---- GIVEN ENTRIES

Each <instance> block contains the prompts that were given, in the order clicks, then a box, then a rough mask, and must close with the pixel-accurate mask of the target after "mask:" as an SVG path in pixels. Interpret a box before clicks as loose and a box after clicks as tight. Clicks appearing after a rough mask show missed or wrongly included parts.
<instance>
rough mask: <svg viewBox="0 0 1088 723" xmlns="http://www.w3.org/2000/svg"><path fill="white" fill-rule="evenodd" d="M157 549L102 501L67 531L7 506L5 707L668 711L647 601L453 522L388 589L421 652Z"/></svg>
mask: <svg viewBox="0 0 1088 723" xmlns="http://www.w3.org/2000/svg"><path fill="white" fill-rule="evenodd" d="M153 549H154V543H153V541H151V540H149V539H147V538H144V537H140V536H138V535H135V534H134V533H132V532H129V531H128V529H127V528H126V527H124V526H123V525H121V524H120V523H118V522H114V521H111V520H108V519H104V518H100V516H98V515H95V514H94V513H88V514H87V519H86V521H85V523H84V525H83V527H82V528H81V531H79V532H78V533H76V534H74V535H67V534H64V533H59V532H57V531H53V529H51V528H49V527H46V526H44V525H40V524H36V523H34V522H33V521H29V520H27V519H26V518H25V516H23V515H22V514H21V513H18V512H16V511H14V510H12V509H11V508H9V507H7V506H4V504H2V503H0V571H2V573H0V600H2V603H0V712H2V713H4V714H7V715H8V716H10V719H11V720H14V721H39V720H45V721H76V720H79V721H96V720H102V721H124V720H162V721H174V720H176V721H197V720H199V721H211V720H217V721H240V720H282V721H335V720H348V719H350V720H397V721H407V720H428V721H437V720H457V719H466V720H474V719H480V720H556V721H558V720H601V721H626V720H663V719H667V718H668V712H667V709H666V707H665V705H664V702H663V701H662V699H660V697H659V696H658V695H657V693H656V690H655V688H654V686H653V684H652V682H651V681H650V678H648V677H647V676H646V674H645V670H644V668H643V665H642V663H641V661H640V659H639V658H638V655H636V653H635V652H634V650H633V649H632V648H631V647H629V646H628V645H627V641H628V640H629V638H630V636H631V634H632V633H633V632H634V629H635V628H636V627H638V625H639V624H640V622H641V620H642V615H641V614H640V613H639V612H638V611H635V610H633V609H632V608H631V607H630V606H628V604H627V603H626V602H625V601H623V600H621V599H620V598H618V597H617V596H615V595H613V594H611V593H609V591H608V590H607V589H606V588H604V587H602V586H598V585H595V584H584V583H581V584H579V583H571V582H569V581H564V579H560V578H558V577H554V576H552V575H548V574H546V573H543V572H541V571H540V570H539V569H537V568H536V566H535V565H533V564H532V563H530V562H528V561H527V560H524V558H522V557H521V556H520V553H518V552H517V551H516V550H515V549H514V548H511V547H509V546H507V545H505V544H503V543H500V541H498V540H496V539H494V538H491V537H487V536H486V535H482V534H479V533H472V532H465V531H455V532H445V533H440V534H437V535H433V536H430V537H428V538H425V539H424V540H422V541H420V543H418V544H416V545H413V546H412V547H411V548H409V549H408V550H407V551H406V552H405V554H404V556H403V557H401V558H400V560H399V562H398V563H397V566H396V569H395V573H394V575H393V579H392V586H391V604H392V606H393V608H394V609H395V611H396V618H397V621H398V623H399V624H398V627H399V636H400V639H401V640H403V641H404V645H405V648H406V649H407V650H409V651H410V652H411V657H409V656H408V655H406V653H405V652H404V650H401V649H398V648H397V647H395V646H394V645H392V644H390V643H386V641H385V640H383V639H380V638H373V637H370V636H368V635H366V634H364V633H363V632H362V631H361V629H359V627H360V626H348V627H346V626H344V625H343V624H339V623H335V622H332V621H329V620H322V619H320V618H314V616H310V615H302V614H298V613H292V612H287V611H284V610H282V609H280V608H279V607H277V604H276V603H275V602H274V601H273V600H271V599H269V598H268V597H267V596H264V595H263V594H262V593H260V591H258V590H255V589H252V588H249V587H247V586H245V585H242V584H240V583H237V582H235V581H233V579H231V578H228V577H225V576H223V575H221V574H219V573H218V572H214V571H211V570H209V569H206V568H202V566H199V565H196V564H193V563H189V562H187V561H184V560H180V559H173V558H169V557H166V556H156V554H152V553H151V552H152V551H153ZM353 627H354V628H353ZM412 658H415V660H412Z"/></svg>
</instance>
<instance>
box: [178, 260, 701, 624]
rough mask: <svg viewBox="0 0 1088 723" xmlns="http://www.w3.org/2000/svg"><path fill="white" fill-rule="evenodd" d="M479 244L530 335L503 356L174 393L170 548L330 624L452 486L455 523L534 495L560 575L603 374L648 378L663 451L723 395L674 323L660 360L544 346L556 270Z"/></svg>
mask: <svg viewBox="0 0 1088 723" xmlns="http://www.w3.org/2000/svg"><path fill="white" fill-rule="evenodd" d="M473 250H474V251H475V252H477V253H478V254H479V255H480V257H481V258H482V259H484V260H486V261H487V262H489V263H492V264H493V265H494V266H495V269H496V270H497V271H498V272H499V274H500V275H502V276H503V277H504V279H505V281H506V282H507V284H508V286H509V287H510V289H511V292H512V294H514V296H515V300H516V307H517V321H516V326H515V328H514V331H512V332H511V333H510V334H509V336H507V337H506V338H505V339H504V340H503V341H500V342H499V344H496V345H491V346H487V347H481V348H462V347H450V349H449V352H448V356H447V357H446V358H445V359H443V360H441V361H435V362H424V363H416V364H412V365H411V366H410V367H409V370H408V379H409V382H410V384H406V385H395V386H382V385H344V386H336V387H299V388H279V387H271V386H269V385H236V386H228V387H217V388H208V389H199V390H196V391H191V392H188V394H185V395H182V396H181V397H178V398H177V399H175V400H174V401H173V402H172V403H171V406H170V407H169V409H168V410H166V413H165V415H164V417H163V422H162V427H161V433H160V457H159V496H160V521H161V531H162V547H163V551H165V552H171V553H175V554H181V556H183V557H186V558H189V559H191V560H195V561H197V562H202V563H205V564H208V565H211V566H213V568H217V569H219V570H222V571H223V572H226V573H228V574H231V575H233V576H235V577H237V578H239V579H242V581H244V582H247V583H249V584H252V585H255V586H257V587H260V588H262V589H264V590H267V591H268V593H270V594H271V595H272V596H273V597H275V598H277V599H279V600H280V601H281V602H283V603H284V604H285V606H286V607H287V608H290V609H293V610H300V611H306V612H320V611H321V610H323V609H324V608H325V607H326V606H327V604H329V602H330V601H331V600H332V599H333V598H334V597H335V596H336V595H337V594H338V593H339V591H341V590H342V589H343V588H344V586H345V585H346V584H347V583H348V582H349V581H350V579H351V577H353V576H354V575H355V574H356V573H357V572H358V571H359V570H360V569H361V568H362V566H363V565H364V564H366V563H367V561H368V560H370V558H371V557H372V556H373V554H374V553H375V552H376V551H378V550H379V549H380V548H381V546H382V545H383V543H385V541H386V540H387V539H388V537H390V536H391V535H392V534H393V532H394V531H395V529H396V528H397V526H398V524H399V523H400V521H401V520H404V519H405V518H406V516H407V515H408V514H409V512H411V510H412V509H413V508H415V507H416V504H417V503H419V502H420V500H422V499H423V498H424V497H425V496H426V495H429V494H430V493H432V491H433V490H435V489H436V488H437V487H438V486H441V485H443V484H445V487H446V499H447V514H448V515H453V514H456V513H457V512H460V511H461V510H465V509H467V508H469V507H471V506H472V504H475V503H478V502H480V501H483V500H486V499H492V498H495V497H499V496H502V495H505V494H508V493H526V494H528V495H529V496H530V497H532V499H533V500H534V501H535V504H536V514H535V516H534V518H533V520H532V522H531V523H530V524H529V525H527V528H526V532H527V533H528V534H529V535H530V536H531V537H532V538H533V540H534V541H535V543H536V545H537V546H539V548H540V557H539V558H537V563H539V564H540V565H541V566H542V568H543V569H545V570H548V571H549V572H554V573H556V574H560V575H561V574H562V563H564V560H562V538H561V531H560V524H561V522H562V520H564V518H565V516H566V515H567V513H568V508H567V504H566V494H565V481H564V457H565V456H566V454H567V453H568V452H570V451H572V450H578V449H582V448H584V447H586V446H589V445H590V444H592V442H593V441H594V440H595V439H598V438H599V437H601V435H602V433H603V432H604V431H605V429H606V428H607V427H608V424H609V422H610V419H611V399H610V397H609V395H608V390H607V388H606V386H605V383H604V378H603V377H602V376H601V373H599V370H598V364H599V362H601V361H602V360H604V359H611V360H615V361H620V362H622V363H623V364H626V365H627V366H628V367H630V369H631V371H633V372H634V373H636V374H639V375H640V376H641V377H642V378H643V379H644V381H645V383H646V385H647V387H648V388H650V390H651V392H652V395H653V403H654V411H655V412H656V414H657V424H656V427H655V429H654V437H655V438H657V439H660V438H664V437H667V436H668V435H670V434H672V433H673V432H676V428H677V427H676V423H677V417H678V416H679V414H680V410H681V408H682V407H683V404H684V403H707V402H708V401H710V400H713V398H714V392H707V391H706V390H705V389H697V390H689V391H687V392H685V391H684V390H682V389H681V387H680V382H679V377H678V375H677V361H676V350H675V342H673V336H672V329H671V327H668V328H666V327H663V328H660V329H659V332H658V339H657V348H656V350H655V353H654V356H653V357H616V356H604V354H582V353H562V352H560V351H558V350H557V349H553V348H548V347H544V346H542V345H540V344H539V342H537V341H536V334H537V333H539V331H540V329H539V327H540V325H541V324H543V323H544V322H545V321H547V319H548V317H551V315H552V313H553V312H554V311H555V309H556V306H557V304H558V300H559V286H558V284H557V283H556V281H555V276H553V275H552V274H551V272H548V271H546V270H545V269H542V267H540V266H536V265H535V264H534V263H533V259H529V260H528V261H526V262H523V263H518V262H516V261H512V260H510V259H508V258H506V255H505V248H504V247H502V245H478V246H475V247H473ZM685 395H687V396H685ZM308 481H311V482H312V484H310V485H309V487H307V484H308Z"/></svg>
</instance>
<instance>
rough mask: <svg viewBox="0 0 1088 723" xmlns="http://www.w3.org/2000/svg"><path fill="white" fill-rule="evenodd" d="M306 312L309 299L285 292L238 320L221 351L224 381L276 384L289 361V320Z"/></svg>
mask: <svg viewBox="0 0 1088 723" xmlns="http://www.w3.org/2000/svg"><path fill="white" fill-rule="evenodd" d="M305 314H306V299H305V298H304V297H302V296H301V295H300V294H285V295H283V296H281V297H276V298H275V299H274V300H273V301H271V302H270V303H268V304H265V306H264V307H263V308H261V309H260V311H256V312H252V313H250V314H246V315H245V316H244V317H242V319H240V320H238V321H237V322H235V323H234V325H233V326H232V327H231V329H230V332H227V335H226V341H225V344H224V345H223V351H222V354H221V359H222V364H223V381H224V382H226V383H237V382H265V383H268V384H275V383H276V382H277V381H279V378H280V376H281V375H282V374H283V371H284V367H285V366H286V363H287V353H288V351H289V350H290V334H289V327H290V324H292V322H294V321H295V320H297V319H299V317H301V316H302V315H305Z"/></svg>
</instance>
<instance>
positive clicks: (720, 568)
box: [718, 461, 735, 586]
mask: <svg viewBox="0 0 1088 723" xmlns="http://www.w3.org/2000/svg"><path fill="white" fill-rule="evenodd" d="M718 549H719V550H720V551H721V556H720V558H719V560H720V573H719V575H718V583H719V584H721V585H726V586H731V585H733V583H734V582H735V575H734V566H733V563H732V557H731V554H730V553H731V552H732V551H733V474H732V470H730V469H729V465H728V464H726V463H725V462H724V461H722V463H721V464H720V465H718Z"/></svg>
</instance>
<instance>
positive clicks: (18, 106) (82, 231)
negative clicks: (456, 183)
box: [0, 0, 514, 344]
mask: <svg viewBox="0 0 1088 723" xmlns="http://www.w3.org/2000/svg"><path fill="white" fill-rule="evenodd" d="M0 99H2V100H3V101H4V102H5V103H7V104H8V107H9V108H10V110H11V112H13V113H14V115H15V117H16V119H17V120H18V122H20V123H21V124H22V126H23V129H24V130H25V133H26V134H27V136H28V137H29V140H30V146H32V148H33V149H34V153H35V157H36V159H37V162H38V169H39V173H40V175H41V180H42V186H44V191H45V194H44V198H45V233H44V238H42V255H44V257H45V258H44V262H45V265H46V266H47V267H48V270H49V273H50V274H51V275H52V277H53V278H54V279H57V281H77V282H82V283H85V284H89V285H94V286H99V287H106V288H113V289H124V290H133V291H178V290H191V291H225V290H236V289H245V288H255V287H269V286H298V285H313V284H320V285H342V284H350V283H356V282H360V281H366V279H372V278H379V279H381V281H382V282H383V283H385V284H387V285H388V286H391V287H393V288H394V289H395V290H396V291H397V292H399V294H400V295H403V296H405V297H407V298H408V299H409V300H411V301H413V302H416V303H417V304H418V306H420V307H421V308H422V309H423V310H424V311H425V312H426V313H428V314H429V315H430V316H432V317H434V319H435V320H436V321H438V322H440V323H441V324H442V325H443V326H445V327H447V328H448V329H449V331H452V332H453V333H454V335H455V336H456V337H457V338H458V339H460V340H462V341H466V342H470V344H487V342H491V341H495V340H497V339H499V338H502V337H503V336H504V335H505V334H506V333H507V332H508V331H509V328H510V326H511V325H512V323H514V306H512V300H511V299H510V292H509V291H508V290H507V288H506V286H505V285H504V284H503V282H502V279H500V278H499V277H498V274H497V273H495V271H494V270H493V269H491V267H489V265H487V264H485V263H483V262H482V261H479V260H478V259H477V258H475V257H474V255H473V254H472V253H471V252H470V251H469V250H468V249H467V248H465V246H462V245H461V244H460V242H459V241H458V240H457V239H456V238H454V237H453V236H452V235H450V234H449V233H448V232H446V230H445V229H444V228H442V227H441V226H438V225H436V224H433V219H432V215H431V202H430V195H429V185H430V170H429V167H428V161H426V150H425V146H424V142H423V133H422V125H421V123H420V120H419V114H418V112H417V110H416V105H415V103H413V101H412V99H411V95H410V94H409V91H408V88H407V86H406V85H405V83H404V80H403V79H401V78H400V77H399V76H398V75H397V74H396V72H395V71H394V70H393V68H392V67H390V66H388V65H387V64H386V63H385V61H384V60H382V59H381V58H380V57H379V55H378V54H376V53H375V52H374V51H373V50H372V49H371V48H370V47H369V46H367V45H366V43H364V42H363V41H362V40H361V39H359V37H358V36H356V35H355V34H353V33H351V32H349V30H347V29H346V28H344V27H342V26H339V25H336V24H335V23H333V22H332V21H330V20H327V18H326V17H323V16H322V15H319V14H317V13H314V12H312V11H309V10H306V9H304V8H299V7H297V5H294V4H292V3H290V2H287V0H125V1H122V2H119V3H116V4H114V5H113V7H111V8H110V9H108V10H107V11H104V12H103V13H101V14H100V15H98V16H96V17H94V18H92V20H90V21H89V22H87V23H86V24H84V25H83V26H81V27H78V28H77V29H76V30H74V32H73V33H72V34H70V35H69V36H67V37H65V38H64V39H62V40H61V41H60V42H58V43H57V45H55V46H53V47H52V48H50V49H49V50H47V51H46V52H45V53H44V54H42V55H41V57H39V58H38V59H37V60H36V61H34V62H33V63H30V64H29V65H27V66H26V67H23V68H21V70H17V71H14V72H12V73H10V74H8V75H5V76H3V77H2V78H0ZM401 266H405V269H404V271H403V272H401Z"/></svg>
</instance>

--------

YOUR INSTRUCTIONS >> Check each line of the listing above for the string "rough" and return those that contain it.

COMPLETED TASK >>
Each <instance> block contains the prompts that were given, in the order clicks, then a box, then a rough mask, and must close with the pixel-accurate mask of the target after "mask:" as an SVG path in pixels. Interpret a box before clicks as loose and a box after clicks as tight. Clicks appearing after a rough mask show missed or wrongly included parts.
rough mask: <svg viewBox="0 0 1088 723" xmlns="http://www.w3.org/2000/svg"><path fill="white" fill-rule="evenodd" d="M157 549L102 501L67 531L7 506L5 707L668 711L647 601L453 522L388 589L421 652Z"/></svg>
rough mask: <svg viewBox="0 0 1088 723" xmlns="http://www.w3.org/2000/svg"><path fill="white" fill-rule="evenodd" d="M479 244L530 335L503 356L174 393L170 548L330 624L452 486L455 523L534 495L560 575L603 374L648 378L663 451L723 395L674 323L660 360L544 346L556 270Z"/></svg>
rough mask: <svg viewBox="0 0 1088 723" xmlns="http://www.w3.org/2000/svg"><path fill="white" fill-rule="evenodd" d="M306 312L309 299L285 292L238 320L221 351L224 381L276 384L289 361V320Z"/></svg>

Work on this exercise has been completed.